- _Document excerpt_:

★ ★ ★ ★ ★ ★ ★

Thread: Sure enough, SI buffer overrun is broken

Sure enough, SI buffer overrun is broken

From

Tom Lane

Date:

24 January 2000, 22:06:42

I built the current sources with MAXNUMMESSAGES set to 32 in
src/include/storage/sinvaladt.h.  The regular regress tests
run OK, with just a few NOTICEs about 'cache state reset'
and 'SI buffer overflow' inserted in the normal outputs
(as you'd expect, if SI overrun occurs).

However, the parallel tests crash spectacularly, with weird errors
and Assert() coredumps.  Some of the unexpected messages in the
postmaster log are:

ERROR:  Relation 0 does not exist
NOTICE:  LockRelease: locktable lookup failed, no lock
TRAP: Failed Assertion("!(((file) > 0 && (file) < SizeVfdCache && VfdCache[file].fileName != ((void *)0))):", File:
"fd.c",Line: 817)
 

!(((file) > 0 && (file) < SizeVfdCache && VfdCache[file].fileName != ((void *)0))) (0)
NOTICE:  LockRelease: locktable lookup failed, no lock
TRAP: Failed Assertion("!(attnum <= 0 || (attnum - 1 <= tuple_type->natts - 1 && tuple_type->attrs[attnum - 1] !=
((void*)0) && variable->vartype == tuple_type->attrs[attnum - 1]->atttypid)):", File: "execQual.c", Line: 283)

★ ★ ★ ★ ★ ★ ★

- _Tasks_:
A – In the SI buffer overrun thread, what value was MAXNUMMESSAGES set to in src/include/storage/sinvaladt.h?
B – Decide whether each statement agrees with the SI buffer overrun thread, and support each yes or no with the deciding words quoted from the thread.
(i) The regular regress tests crashed with Assert() coredumps.
(ii) NOTICEs about 'cache state reset' showed up in the normal outputs.
(iii) The parallel tests failed with weird errors.
C – Pick up the SI buffer overrun thread at the point where it stops, and continue it.

★ ★ ★ ★ ★ ★ ★

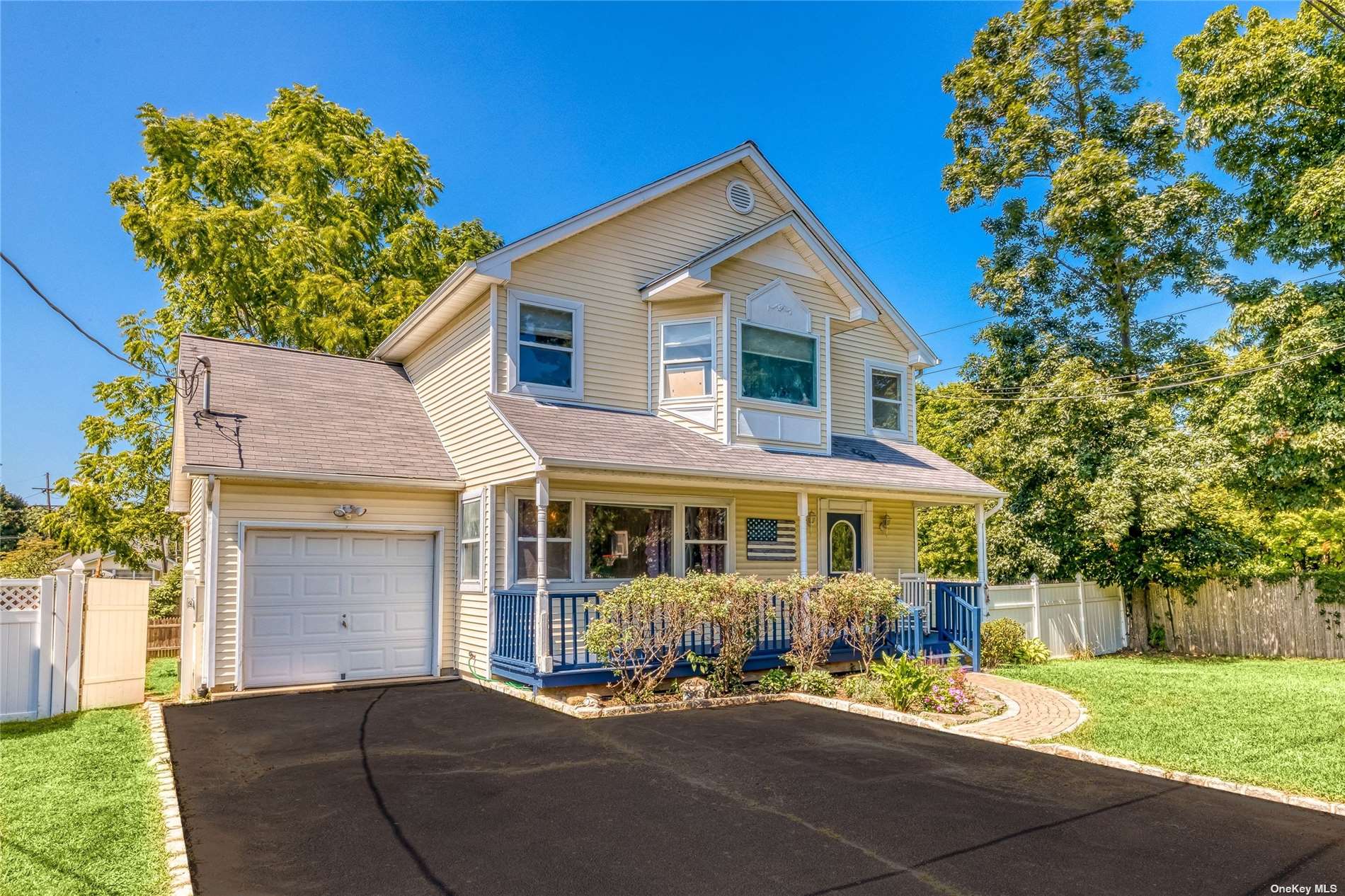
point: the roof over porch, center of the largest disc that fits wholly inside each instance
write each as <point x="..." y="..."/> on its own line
<point x="618" y="440"/>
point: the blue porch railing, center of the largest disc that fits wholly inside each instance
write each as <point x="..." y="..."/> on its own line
<point x="956" y="621"/>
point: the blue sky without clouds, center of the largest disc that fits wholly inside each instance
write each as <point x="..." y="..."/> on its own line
<point x="529" y="115"/>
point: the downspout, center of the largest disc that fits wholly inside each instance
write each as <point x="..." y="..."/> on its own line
<point x="212" y="572"/>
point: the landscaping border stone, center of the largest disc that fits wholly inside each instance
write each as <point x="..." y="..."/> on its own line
<point x="175" y="840"/>
<point x="840" y="704"/>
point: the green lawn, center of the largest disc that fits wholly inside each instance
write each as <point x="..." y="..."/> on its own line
<point x="161" y="679"/>
<point x="1277" y="723"/>
<point x="80" y="808"/>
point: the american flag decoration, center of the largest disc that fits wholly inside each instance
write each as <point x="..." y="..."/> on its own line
<point x="772" y="539"/>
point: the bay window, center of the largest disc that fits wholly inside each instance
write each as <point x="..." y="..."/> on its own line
<point x="687" y="360"/>
<point x="778" y="365"/>
<point x="559" y="539"/>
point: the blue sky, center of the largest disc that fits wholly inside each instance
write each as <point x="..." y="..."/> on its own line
<point x="529" y="113"/>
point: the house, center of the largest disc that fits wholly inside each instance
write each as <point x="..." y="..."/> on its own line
<point x="692" y="376"/>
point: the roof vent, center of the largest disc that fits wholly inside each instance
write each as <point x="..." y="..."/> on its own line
<point x="741" y="198"/>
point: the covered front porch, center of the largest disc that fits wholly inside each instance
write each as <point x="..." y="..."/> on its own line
<point x="942" y="615"/>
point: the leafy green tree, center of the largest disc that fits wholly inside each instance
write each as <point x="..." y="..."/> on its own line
<point x="1095" y="206"/>
<point x="304" y="229"/>
<point x="35" y="556"/>
<point x="1267" y="93"/>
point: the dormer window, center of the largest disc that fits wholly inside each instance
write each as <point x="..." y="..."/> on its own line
<point x="886" y="397"/>
<point x="687" y="360"/>
<point x="778" y="365"/>
<point x="545" y="345"/>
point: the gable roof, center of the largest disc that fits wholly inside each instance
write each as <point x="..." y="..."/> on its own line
<point x="612" y="440"/>
<point x="295" y="415"/>
<point x="464" y="285"/>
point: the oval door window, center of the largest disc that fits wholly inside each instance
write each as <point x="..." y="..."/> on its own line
<point x="842" y="546"/>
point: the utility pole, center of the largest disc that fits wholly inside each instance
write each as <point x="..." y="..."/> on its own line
<point x="49" y="493"/>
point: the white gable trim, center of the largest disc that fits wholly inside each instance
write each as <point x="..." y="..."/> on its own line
<point x="496" y="267"/>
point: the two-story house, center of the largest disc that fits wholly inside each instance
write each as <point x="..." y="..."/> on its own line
<point x="692" y="376"/>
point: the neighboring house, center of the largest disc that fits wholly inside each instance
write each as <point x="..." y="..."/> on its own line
<point x="694" y="374"/>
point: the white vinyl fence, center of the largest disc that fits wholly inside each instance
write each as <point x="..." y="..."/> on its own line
<point x="70" y="642"/>
<point x="40" y="637"/>
<point x="1065" y="615"/>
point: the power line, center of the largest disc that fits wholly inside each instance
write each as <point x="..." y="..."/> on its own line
<point x="1143" y="389"/>
<point x="76" y="325"/>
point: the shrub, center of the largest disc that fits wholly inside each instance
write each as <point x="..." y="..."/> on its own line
<point x="735" y="606"/>
<point x="817" y="681"/>
<point x="777" y="681"/>
<point x="905" y="681"/>
<point x="641" y="631"/>
<point x="1000" y="642"/>
<point x="813" y="618"/>
<point x="1032" y="651"/>
<point x="166" y="597"/>
<point x="868" y="611"/>
<point x="865" y="689"/>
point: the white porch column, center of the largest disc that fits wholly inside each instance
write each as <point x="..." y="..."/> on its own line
<point x="982" y="561"/>
<point x="542" y="607"/>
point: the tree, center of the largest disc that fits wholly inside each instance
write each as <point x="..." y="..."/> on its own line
<point x="34" y="557"/>
<point x="1097" y="210"/>
<point x="304" y="229"/>
<point x="1267" y="93"/>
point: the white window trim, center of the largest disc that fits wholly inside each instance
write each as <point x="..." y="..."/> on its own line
<point x="872" y="365"/>
<point x="511" y="545"/>
<point x="576" y="309"/>
<point x="817" y="373"/>
<point x="472" y="584"/>
<point x="578" y="557"/>
<point x="663" y="364"/>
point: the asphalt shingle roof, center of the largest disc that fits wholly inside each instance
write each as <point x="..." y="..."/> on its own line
<point x="287" y="410"/>
<point x="560" y="434"/>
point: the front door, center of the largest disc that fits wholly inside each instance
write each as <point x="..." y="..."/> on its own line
<point x="845" y="543"/>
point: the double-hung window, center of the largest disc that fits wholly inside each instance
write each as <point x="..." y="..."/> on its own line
<point x="706" y="539"/>
<point x="886" y="397"/>
<point x="546" y="345"/>
<point x="559" y="540"/>
<point x="778" y="365"/>
<point x="470" y="551"/>
<point x="687" y="360"/>
<point x="624" y="541"/>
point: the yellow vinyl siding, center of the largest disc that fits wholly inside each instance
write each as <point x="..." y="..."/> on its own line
<point x="297" y="503"/>
<point x="451" y="376"/>
<point x="605" y="267"/>
<point x="850" y="349"/>
<point x="194" y="540"/>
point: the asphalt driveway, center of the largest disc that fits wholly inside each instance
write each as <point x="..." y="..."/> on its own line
<point x="450" y="788"/>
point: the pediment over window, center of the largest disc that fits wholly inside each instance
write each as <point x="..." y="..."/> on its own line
<point x="777" y="306"/>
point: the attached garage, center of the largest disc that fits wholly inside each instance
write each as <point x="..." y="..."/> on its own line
<point x="327" y="606"/>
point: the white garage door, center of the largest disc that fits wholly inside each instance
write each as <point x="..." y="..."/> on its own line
<point x="336" y="606"/>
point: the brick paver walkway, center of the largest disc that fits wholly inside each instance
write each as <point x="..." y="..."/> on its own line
<point x="1041" y="711"/>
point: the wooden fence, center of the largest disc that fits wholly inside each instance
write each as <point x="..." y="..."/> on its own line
<point x="1259" y="619"/>
<point x="164" y="637"/>
<point x="1065" y="615"/>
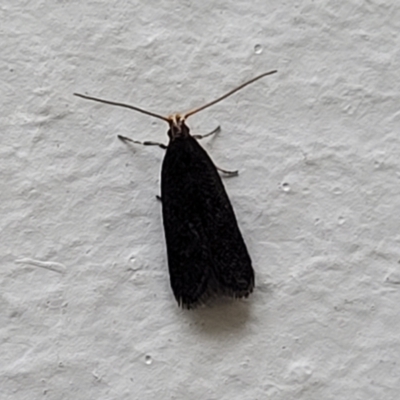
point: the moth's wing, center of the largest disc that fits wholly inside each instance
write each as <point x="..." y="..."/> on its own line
<point x="206" y="251"/>
<point x="188" y="252"/>
<point x="231" y="261"/>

★ ★ ★ ★ ★ ★ ★

- _Results of the tasks_:
A – 32

B –
(i) No: "The regular regress tests run OK"
(ii) Yes: "a few NOTICEs about 'cache state reset' and 'SI buffer overflow' inserted in the normal outputs"
(iii) Yes: "the parallel tests crash spectacularly, with weird errors and Assert() coredumps"

C –
!(attnum <= 0 || (attnum - 1 <= tuple_type->natts - 1 && tuple_type->attrs[attnum - 1] != ((void *)0) &&
variable->vartype== tuple_type->attrs[attnum - 1]->atttypid)) (0) [Not a typewriter]
 
TRAP: Failed Assertion("!(((file) > 0 && (file) < SizeVfdCache && VfdCache[file].fileName != ((void *)0))):", File:
"fd.c",Line: 817)
 

!(((file) > 0 && (file) < SizeVfdCache && VfdCache[file].fileName != ((void *)0))) (0) [Not a typewriter]

We have a problem.

I think Hiroshi was beating on this code recently --- Hiroshi,
do you recall anything you might have done that would affect
SI cache reset recovery?
        regards, tom lane

RE: [HACKERS] Sure enough, SI buffer overrun is broken

From

"Hiroshi Inoue"

Date:

25 January 2000, 10:39:50

> -----Original Message-----
> From: owner-pgsql-hackers@postgreSQL.org
> [mailto:owner-pgsql-hackers@postgreSQL.org]On Behalf Of Tom Lane
> 
> I built the current sources with MAXNUMMESSAGES set to 32 in
> src/include/storage/sinvaladt.h.  The regular regress tests
> run OK, with just a few NOTICEs about 'cache state reset'
> and 'SI buffer overflow' inserted in the normal outputs
> (as you'd expect, if SI overrun occurs).
> 
> However, the parallel tests crash spectacularly, with weird errors
> and Assert() coredumps.  Some of the unexpected messages in the
> postmaster log are:
> 
> ERROR:  Relation 0 does not exist
> NOTICE:  LockRelease: locktable lookup failed, no lock
> TRAP: Failed Assertion("!(((file) > 0 && (file) < SizeVfdCache && 
> VfdCache[file].fileName != ((void *)0))):", File: "fd.c", Line: 817)
> 
> !(((file) > 0 && (file) < SizeVfdCache && VfdCache[file].fileName 
> != ((void *)0))) (0)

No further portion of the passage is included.